*Data to use:*
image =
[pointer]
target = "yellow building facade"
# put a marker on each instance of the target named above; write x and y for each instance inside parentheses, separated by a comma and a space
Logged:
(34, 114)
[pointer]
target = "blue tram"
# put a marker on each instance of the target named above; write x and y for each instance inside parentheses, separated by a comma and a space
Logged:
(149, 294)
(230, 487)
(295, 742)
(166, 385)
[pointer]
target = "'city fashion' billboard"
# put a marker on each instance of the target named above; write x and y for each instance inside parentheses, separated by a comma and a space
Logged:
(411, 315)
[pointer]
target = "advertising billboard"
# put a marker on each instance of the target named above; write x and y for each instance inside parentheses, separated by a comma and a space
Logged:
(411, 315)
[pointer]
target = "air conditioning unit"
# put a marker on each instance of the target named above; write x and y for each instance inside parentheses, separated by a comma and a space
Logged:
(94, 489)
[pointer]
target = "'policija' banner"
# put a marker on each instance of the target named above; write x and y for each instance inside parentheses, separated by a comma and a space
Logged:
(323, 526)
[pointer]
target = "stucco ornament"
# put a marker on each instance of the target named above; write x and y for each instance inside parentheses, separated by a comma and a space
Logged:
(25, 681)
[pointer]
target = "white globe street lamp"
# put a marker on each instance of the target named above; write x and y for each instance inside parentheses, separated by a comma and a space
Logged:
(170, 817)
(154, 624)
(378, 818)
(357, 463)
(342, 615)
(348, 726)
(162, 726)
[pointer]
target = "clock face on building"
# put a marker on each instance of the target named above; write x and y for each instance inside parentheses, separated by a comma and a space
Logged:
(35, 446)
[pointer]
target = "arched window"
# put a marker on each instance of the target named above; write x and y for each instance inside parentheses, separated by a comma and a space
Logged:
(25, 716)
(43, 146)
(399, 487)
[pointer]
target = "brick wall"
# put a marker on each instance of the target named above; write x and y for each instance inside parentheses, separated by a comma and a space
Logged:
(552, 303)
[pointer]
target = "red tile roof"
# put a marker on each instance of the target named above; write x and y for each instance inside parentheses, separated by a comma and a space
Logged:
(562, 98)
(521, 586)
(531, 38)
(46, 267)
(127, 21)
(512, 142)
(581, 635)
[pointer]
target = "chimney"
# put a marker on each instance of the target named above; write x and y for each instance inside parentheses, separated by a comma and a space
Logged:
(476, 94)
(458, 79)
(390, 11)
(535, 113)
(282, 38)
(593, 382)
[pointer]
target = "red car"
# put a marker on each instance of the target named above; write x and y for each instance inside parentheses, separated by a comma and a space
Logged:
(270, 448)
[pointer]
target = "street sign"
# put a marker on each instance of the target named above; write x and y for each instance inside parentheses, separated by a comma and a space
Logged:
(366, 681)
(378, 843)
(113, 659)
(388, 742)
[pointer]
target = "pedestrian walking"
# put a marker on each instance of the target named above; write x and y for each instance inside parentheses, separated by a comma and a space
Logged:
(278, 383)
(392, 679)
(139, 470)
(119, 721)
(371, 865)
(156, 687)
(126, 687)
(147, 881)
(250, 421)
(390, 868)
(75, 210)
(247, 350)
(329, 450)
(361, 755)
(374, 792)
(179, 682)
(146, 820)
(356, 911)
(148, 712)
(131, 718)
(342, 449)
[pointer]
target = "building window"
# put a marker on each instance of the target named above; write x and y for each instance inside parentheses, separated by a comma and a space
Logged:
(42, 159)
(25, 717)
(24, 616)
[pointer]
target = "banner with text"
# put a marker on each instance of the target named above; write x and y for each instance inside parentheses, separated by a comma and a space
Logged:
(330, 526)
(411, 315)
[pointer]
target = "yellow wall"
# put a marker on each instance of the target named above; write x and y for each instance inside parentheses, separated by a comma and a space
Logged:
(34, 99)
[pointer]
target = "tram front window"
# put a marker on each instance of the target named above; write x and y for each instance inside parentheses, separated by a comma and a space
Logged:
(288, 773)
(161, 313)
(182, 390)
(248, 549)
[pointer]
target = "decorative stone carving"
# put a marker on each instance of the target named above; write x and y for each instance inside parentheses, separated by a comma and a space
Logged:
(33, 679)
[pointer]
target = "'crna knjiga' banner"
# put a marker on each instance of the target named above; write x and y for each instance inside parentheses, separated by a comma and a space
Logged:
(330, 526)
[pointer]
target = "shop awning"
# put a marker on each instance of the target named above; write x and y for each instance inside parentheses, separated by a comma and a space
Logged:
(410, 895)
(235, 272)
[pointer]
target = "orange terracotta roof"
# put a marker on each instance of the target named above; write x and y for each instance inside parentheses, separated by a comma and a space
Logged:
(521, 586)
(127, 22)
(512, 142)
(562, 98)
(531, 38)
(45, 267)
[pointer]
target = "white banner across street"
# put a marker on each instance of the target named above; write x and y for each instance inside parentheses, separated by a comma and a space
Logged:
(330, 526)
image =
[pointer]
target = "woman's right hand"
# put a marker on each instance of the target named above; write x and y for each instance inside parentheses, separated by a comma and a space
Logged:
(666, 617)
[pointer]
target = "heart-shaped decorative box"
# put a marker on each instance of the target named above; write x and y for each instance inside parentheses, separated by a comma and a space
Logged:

*Directions for this task:* Retyping every line above exactly is all that is needed.

*Worked solution:*
image =
[pointer]
target = "yellow building facade"
# put a marker on each instance of the target named above; write x and y for each instance inside parentheses, separated by a comma and a space
Logged:
(34, 114)
[pointer]
target = "blue tram"
# put a marker on each instance of the target named above; write x and y for each instance inside parentheses, separated by a comma and a space
Logged:
(149, 294)
(230, 487)
(295, 742)
(166, 385)
[pointer]
target = "'city fashion' billboard"
# put a marker on each instance of the target named above; write x and y for each instance inside parentheses, separated by a comma and a space
Logged:
(411, 315)
[pointer]
target = "advertising billboard"
# put a marker on each instance of the target named above; write x and y for each instance inside parentheses, separated by a comma and a space
Logged:
(411, 315)
[pointer]
target = "air conditioning unit"
# put a marker on each instance of the target named above; write x and y for each instance inside parentheses, separated by a comma and a space
Logged:
(94, 489)
[pointer]
target = "'policija' banner"
# put a marker on each instance of the target named above; write x and y for each instance inside parentheses, separated by a comma and a space
Logged:
(323, 526)
[pointer]
target = "stucco ornament"
# put a marker on each instance of the target named above; write x and y for each instance inside parentheses, separated by a comma and a space
Logged:
(25, 681)
[pointer]
target = "white globe street lamp"
# put a marker on each instance of the target named above; write x and y for each instance inside parentheses, separated by a comma and a space
Logged:
(170, 817)
(154, 624)
(378, 818)
(357, 463)
(342, 615)
(348, 726)
(162, 726)
[pointer]
target = "clock face on building"
# put a marker on each instance of the target named above; write x and y for each instance inside parentheses, separated by a comma and a space
Logged:
(35, 446)
[pointer]
target = "arched window"
# put a marker on each instance of the target named above; write x and y for each instance inside parentheses, separated by a comma and a space
Logged:
(25, 716)
(43, 146)
(399, 487)
[pointer]
target = "brick wall"
# put a marker on each instance of the target named above; write x and y for each instance inside parentheses, separated by a comma and a space
Logged:
(552, 303)
[pointer]
target = "red tile roof"
# put a marker on each instance of the target named above; write x and y for each instance inside parentheses, separated by a comma and a space
Logged:
(562, 98)
(521, 586)
(531, 38)
(46, 267)
(127, 21)
(512, 142)
(581, 635)
[pointer]
target = "chimney"
# put a marker on each instance of the target named above; write x and y for each instance inside parentheses, separated by a comma and a space
Logged:
(476, 94)
(458, 79)
(390, 11)
(535, 113)
(282, 38)
(593, 382)
[pointer]
target = "red car"
# put a marker on each instance of the target named above; write x and y for each instance inside parentheses, separated by a comma and a space
Logged:
(270, 448)
[pointer]
target = "street sign"
# put a marker on each instance of the target named above; write x and y for each instance inside parentheses, separated by a comma and a space
Logged:
(366, 681)
(378, 843)
(113, 659)
(388, 742)
[pointer]
target = "pedestrian walking"
# put a marker on each instance of the target named above; write x and y for each instance inside parentheses, separated by a comma and a space
Logged:
(278, 383)
(392, 679)
(139, 470)
(119, 721)
(371, 865)
(156, 687)
(126, 687)
(147, 881)
(250, 421)
(390, 868)
(75, 210)
(247, 350)
(329, 450)
(361, 755)
(374, 792)
(179, 682)
(146, 820)
(356, 911)
(148, 712)
(131, 718)
(342, 449)
[pointer]
target = "building window"
# put a marker on each instance of the target named above; write x and y for each instance inside parentheses, separated by a comma and a space
Logged:
(42, 159)
(25, 717)
(24, 616)
[pointer]
target = "banner with text"
# put a marker on each instance of the target named above; write x and y for each instance inside parentheses, separated by a comma and a space
Logged:
(330, 526)
(411, 315)
[pointer]
target = "yellow wall"
# put a marker on each instance of the target named above; write x and y for each instance inside parentheses, separated by a comma and a space
Logged:
(34, 99)
[pointer]
target = "tram front window"
# put a marker on each instance of the target named above; write x and y for each instance inside parentheses, separated by a comma and a space
Logged:
(288, 773)
(161, 313)
(182, 390)
(248, 549)
[pointer]
target = "decorative stone carving"
# put a marker on each instance of the target named above; write x and y for each instance inside parentheses, separated by a comma and a space
Logged:
(33, 679)
[pointer]
target = "'crna knjiga' banner"
# put a marker on each instance of the target named above; write x and y for each instance inside parentheses, separated by a comma and a space
Logged:
(330, 526)
[pointer]
target = "shop awning"
# put a marker on each instance of the target named above; write x and y for each instance inside parentheses, separated by a comma and a space
Logged:
(410, 895)
(235, 272)
[pointer]
target = "orange terracotta roof"
# put a marker on each instance of the target named above; write x and y for each instance inside parentheses, separated by a comma and a space
Logged:
(521, 586)
(127, 22)
(512, 142)
(562, 98)
(531, 38)
(45, 267)
[pointer]
target = "white banner across street"
# put a marker on each instance of the target named above; write x and y for each instance inside parentheses, separated by a comma and a space
Logged:
(330, 526)
image =
[pointer]
target = "woman's right hand"
# put a marker on each instance of the target named above; write x and y for each instance inside parentheses, separated by a comma and a space
Logged:
(666, 617)
[pointer]
target = "heart-shaped decorative box"
# put a marker on each instance of the target named above; write x and y for each instance inside parentheses, separated by a comma and a space
Logged:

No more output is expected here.